[Saved dataset items]
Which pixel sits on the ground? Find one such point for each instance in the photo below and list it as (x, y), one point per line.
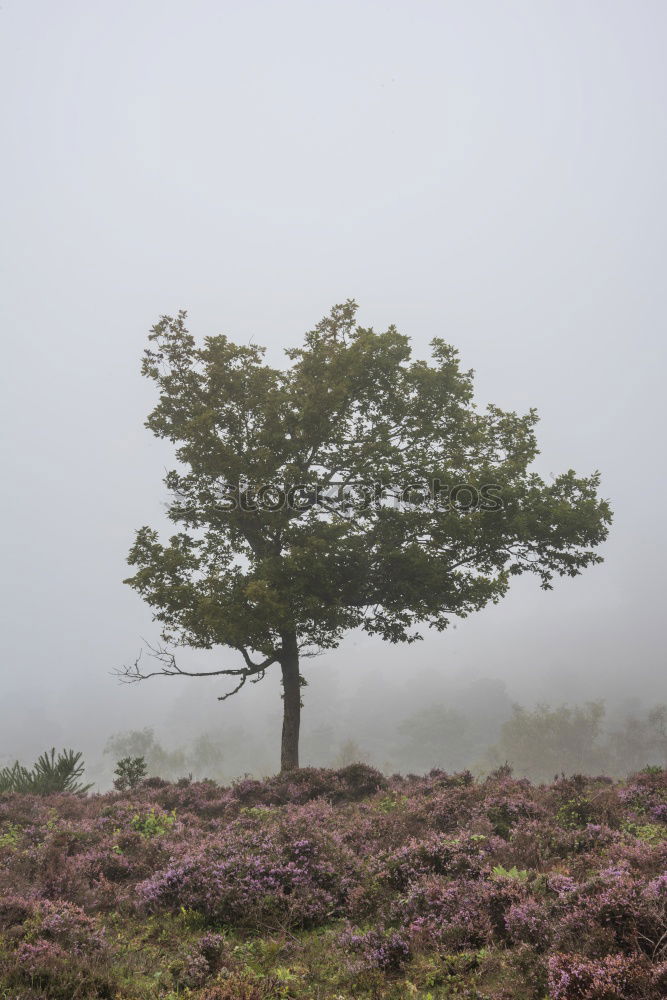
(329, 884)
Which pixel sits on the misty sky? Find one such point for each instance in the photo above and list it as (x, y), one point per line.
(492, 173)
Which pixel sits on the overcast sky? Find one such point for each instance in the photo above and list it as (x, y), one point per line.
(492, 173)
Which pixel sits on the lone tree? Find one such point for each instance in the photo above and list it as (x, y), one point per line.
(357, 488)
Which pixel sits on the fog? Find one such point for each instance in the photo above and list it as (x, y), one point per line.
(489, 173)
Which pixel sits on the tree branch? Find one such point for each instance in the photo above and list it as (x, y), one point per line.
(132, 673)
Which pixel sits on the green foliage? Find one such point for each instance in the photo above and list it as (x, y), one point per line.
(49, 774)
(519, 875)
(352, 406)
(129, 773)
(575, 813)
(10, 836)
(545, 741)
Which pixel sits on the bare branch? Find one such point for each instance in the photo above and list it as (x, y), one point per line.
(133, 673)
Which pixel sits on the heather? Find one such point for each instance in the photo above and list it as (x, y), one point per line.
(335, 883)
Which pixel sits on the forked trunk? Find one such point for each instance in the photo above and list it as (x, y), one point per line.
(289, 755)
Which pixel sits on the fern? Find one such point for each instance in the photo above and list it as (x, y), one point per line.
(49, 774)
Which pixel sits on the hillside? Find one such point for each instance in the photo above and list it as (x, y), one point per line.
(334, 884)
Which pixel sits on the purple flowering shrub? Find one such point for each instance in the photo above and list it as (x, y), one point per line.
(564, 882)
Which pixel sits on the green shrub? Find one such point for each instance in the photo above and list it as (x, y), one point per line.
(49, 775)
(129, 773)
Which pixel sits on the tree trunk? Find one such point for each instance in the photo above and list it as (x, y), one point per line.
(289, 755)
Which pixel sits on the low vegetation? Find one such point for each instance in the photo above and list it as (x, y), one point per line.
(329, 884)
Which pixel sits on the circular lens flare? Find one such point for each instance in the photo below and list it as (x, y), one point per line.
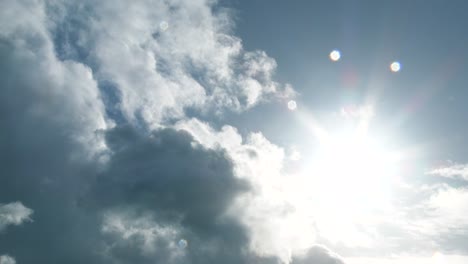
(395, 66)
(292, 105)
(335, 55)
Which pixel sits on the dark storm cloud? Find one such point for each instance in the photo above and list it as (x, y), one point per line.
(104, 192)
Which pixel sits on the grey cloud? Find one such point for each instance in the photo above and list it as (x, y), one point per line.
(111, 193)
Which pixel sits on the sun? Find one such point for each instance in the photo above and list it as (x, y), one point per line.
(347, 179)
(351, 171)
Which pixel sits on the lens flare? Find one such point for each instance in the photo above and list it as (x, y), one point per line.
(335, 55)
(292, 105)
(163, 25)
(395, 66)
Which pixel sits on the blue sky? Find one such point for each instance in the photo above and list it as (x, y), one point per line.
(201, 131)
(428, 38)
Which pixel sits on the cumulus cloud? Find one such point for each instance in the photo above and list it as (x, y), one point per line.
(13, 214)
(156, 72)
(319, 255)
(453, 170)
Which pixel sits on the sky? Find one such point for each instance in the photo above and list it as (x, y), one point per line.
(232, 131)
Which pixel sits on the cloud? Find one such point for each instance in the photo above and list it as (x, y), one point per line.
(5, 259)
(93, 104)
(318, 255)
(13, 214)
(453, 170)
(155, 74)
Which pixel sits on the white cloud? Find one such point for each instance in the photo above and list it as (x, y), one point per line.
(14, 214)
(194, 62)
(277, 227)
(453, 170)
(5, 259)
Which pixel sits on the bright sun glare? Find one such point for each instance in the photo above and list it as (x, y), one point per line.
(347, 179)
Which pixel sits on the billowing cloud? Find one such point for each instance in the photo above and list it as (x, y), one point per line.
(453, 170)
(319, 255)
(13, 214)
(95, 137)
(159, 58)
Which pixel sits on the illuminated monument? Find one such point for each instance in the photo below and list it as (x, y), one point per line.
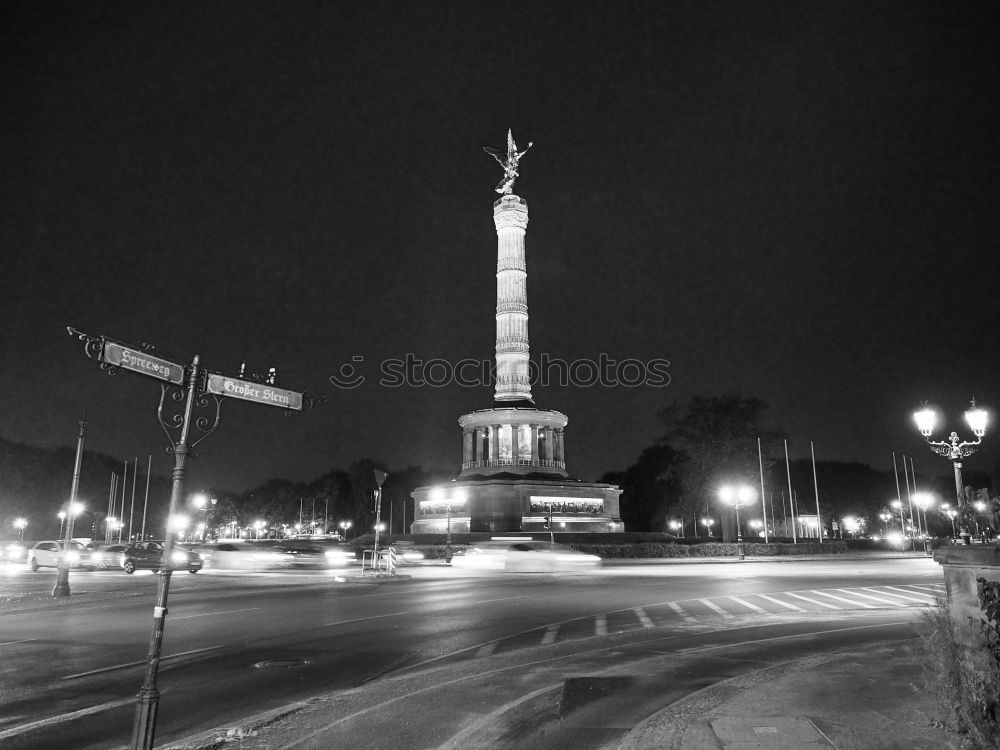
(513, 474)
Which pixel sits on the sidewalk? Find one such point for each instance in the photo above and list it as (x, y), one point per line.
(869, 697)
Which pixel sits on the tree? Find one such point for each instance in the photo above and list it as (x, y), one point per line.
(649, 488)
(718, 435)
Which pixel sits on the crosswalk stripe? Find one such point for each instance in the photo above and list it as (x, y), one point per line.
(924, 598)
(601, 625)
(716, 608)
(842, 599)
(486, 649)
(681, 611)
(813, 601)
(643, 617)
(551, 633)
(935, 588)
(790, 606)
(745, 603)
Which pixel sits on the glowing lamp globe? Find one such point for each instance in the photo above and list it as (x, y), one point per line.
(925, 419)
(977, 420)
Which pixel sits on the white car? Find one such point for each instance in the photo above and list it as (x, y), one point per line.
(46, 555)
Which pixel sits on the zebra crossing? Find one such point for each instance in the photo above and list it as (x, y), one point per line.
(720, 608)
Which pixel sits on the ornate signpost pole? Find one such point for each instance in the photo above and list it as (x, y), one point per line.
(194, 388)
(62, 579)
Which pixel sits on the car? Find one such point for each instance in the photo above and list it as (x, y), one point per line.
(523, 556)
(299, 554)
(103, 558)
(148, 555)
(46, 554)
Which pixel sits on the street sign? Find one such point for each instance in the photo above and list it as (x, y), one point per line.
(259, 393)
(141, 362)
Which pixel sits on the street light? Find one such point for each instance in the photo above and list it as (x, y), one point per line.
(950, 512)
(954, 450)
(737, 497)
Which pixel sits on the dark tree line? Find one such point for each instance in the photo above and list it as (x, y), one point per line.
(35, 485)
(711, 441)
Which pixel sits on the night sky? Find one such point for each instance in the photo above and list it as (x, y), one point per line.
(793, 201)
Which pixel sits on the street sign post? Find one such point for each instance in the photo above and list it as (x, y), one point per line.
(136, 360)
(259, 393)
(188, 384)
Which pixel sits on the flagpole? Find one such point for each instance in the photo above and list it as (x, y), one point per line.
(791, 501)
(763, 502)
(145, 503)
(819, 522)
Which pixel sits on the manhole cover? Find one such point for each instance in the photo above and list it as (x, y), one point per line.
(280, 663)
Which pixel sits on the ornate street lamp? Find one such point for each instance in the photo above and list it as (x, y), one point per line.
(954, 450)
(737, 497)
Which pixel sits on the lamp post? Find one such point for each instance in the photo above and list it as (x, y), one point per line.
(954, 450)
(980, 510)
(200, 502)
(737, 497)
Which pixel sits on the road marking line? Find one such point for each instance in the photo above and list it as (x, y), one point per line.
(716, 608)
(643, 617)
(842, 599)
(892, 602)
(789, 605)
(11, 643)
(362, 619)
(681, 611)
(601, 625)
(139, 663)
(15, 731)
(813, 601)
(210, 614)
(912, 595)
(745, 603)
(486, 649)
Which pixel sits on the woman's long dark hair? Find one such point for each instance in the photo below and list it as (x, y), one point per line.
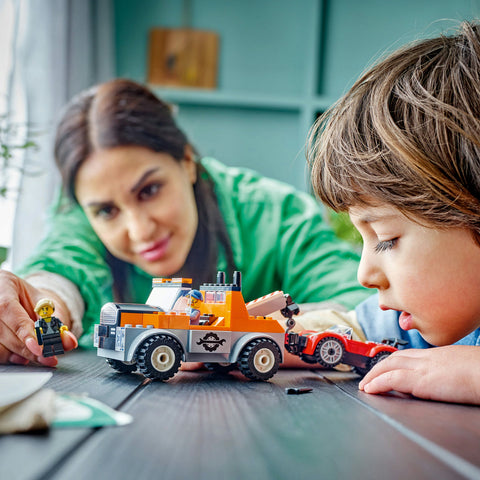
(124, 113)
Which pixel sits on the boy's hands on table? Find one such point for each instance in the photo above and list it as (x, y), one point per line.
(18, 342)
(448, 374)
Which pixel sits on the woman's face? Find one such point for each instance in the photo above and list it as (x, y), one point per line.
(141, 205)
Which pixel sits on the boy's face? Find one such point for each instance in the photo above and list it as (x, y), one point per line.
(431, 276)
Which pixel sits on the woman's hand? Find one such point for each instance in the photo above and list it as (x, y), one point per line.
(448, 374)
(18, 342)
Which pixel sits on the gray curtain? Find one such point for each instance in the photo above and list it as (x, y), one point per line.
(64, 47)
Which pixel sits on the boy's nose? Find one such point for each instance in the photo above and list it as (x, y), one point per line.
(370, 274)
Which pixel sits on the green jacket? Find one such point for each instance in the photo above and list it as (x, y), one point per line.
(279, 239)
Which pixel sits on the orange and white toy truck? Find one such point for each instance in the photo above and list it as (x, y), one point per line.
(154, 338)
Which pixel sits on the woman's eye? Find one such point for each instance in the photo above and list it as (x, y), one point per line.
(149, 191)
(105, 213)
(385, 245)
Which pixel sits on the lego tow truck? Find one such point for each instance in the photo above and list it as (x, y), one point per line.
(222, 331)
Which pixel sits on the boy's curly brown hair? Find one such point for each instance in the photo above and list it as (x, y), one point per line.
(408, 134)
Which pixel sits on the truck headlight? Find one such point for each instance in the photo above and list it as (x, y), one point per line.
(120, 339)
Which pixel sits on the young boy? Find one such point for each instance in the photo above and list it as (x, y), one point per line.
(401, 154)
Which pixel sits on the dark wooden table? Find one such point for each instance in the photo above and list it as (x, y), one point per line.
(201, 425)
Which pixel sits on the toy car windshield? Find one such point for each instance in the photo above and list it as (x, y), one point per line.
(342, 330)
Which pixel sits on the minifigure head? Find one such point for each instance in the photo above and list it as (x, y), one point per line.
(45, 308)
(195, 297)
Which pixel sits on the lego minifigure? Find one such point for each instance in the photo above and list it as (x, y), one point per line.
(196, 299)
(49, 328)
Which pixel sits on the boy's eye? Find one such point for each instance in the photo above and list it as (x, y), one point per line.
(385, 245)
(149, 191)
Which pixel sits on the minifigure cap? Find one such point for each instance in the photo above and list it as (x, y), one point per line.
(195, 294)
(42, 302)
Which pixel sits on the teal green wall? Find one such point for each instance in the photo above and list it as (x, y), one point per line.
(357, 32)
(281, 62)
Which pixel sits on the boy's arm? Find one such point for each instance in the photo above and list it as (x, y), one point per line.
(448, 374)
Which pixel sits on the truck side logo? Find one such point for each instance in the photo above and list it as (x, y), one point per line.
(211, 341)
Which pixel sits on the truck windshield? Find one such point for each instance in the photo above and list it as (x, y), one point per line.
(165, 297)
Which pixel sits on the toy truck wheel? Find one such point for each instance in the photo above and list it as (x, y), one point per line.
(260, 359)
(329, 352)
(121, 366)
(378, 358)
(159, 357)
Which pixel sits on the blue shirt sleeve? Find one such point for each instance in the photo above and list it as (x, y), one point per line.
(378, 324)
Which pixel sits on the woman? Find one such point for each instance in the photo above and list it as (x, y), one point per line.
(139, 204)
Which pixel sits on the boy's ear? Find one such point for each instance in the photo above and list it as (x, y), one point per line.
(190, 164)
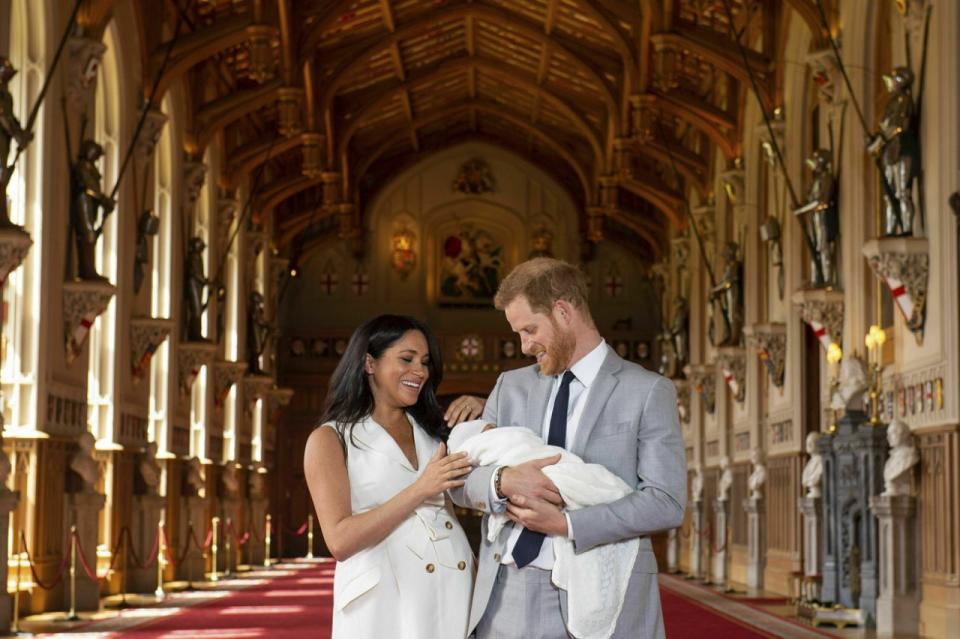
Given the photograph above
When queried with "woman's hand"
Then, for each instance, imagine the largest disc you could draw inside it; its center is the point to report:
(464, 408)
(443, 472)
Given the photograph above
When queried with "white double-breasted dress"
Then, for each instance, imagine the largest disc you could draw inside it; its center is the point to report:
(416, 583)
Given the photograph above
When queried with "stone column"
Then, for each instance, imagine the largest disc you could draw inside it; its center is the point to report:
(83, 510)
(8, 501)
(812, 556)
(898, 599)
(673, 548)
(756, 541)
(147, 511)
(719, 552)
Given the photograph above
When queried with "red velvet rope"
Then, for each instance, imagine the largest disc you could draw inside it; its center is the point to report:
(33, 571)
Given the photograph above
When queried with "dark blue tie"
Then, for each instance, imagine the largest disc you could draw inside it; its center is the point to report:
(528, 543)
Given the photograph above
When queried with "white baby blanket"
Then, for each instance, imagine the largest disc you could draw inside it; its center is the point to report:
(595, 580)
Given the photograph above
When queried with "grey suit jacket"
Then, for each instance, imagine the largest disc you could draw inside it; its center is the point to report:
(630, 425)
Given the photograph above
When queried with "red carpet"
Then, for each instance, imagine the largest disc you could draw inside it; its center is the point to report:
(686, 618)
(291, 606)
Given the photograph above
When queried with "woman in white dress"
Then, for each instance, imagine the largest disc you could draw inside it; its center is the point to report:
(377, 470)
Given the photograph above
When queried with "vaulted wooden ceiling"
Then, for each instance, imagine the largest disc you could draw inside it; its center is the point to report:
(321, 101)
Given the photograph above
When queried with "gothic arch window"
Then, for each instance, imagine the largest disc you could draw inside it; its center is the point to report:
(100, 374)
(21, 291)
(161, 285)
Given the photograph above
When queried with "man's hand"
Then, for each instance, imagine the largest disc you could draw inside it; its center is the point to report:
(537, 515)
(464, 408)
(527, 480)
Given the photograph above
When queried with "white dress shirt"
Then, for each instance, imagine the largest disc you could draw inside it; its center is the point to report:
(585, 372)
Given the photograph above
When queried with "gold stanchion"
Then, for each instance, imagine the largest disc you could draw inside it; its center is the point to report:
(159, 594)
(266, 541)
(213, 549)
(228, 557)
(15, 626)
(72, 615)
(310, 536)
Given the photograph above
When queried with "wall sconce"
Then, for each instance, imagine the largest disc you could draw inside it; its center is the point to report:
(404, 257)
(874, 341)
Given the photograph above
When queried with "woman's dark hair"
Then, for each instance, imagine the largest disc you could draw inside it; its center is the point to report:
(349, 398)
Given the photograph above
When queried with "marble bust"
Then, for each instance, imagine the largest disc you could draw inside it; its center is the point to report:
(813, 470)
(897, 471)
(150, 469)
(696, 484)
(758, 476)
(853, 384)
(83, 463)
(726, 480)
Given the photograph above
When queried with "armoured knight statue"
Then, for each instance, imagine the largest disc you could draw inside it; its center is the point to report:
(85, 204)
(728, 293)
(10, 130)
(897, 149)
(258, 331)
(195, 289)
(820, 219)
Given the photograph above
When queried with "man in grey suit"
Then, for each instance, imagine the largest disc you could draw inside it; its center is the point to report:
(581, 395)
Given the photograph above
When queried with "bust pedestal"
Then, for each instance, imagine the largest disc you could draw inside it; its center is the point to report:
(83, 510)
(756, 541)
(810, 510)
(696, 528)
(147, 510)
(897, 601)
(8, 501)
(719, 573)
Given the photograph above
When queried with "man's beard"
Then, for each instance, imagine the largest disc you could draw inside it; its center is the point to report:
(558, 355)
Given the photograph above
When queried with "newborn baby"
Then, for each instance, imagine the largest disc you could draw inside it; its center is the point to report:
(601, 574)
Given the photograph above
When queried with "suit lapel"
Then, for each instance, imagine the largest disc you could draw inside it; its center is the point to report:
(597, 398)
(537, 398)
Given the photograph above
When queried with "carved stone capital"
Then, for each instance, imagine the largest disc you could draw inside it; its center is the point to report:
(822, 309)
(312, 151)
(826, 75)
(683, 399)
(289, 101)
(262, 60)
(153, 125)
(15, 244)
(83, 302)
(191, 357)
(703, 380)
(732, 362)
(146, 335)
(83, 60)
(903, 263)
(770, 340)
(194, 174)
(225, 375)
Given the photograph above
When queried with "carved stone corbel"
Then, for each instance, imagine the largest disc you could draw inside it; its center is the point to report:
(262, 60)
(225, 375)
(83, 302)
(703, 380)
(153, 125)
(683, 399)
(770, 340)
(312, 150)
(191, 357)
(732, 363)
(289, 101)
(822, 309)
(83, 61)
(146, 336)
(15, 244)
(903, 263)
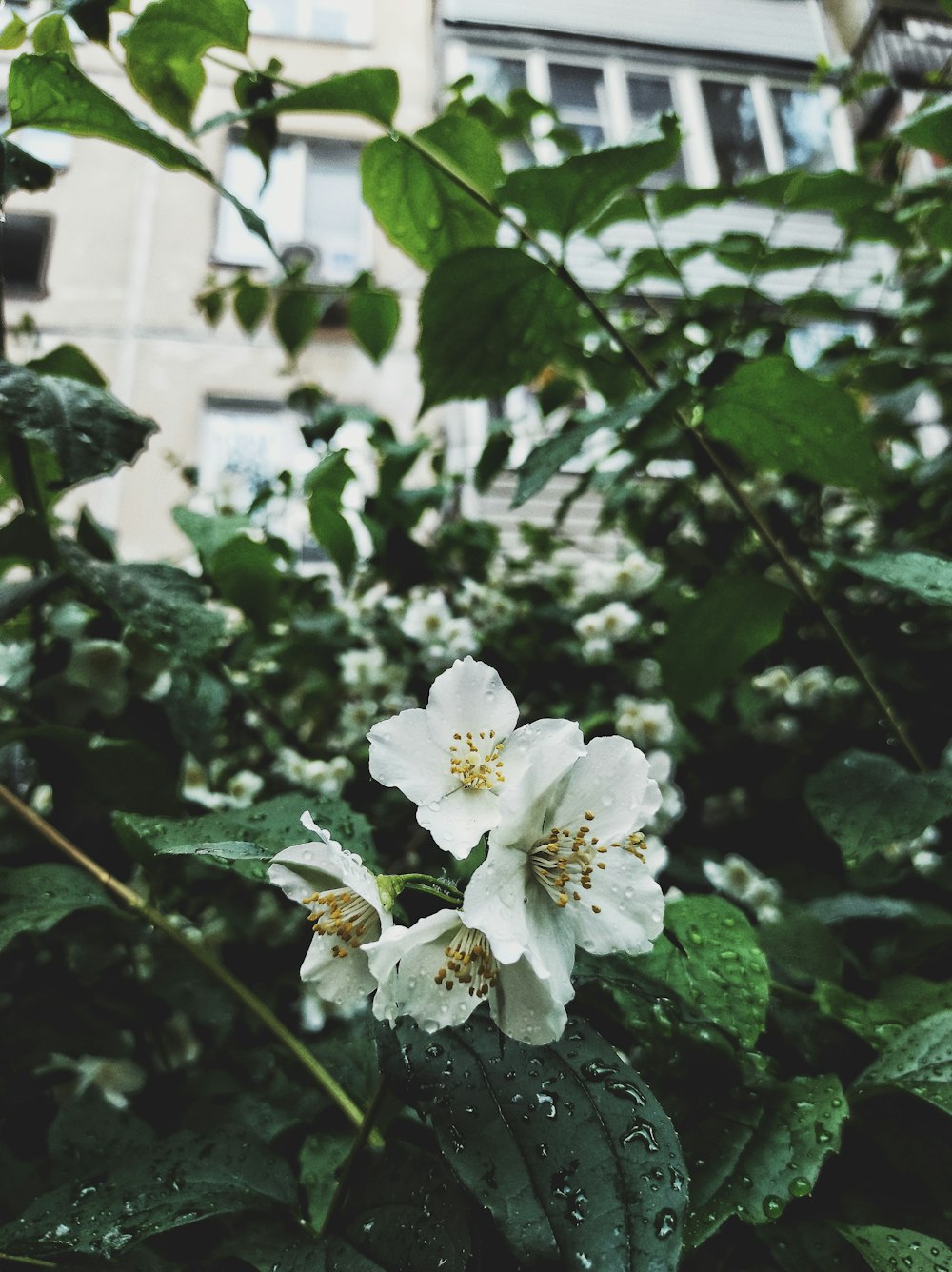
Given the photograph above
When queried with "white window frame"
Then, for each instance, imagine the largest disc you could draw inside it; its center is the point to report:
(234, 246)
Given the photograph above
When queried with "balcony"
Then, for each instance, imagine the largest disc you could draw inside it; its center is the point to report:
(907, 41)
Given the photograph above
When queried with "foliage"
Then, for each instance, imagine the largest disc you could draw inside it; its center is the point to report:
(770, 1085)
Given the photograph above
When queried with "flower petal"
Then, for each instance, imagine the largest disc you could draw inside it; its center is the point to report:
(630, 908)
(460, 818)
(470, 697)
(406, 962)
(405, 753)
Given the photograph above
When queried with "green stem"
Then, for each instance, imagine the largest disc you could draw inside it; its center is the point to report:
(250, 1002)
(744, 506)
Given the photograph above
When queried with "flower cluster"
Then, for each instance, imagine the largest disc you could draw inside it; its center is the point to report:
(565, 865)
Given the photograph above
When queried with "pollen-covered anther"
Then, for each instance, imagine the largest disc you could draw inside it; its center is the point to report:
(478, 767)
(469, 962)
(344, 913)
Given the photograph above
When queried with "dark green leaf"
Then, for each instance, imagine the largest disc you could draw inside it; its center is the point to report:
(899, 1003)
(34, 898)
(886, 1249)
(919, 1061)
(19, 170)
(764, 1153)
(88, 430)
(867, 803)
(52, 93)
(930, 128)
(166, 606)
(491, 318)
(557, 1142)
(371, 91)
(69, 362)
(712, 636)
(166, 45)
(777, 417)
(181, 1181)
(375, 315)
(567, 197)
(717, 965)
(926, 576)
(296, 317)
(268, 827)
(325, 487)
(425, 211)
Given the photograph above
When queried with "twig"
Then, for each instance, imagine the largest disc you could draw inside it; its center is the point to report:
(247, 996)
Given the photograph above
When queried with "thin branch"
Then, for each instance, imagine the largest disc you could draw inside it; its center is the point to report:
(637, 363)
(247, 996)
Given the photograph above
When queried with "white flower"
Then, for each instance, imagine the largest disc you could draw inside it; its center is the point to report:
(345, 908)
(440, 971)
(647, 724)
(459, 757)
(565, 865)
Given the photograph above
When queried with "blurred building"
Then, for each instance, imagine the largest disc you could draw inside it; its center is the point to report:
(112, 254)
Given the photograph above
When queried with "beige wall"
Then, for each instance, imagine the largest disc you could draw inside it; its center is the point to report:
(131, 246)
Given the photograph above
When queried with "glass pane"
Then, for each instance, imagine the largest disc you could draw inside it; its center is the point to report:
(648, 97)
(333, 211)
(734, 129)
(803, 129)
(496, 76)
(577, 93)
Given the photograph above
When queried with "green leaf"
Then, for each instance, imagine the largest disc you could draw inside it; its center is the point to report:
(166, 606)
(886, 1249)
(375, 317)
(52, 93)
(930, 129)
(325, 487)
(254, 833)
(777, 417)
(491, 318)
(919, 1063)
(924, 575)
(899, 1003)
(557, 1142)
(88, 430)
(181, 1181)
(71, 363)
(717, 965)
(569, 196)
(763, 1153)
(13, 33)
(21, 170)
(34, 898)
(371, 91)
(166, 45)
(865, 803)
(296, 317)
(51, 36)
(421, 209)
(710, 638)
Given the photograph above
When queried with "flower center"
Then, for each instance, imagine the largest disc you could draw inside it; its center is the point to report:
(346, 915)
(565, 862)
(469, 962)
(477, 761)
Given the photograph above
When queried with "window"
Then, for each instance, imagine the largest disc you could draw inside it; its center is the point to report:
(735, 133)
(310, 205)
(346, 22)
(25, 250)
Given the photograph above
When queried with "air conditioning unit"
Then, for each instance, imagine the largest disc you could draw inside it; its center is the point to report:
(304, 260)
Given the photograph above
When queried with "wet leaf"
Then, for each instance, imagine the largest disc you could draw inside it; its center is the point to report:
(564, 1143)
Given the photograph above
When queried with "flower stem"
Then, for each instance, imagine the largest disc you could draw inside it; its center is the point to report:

[PROBLEM REQUIREMENTS]
Which lines of the data above contain the word "jacket"? Select each of them and copy it out in full.

[WORKED SOLUTION]
Which pixel sits on the green jacket? Find one such point for each instance in the photo above and list it as (x, y), one point per line.
When queried with "grey suit jacket"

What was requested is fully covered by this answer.